### THE TASK
Write out the stretch of lines below that begins at the line with "rough mask: <svg" and ends at the line with "positive clicks: (444, 143) (628, 148)", including both, exactly as given and nothing more.

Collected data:
Segment Open
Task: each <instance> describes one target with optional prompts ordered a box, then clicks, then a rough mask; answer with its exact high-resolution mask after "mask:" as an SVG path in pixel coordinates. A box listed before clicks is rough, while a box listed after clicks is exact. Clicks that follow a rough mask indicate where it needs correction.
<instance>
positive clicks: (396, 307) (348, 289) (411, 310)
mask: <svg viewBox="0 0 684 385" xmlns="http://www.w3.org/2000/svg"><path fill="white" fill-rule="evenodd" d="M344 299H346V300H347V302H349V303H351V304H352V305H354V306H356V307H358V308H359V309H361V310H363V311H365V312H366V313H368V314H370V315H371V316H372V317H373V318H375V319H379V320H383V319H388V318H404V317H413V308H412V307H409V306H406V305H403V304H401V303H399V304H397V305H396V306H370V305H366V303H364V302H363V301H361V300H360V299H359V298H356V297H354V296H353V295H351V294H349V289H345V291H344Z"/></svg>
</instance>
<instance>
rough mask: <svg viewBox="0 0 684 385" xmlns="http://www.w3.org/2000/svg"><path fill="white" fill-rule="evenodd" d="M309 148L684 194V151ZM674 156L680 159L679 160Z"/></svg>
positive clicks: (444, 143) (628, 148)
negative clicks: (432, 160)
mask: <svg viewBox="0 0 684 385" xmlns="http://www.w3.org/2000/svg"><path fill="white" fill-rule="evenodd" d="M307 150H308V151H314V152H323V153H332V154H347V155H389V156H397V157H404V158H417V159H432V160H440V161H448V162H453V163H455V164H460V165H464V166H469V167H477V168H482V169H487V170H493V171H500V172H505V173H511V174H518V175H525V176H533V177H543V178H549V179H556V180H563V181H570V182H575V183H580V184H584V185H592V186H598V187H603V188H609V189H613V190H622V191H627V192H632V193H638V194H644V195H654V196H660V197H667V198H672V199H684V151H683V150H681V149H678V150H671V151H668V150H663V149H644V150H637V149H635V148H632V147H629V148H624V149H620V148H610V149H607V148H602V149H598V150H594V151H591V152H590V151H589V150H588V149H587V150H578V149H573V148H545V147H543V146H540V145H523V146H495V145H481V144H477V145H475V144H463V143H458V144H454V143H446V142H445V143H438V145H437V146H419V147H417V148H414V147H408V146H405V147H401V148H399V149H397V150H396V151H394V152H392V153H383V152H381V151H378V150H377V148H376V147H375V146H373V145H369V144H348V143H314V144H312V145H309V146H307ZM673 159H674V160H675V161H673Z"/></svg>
Segment Closed
### TASK ANSWER
rough mask: <svg viewBox="0 0 684 385" xmlns="http://www.w3.org/2000/svg"><path fill="white" fill-rule="evenodd" d="M309 148L684 194V151ZM674 156L680 159L679 160Z"/></svg>
positive clicks: (444, 143) (628, 148)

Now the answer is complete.